◆ Records to use:
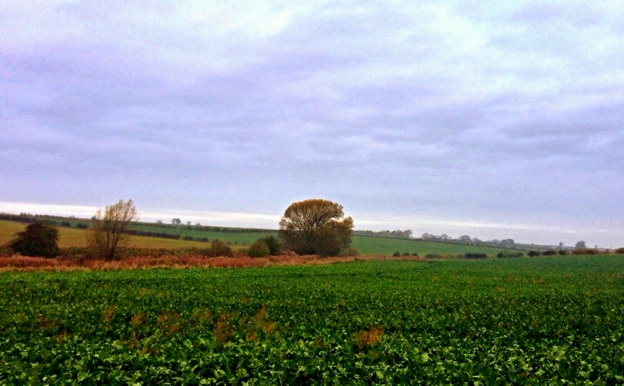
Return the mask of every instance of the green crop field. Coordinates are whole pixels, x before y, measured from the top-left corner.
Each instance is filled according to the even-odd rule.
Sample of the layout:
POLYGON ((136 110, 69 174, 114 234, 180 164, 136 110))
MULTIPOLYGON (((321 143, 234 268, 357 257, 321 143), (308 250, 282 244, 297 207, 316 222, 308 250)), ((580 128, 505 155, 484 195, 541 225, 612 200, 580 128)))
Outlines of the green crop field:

◆ What the task requires:
Lay out the rows above as a JSON list of strings, with one string for each line. Skip blank lines and leave the pictures out.

◆ Task answer:
[
  "Return the mask of every instance of the green crop field. Coordinates are whole pixels, x before y, measured from the top-left corner.",
  "Each instance is filled according to the even-odd rule.",
  "Sample of the layout:",
  "POLYGON ((136 110, 69 174, 114 234, 180 164, 136 110))",
  "MULTIPOLYGON (((321 143, 234 268, 357 257, 321 143), (308 250, 282 244, 297 207, 316 222, 308 250)), ((580 128, 505 155, 484 195, 541 225, 612 200, 580 128)))",
  "Outlines of the green crop field:"
]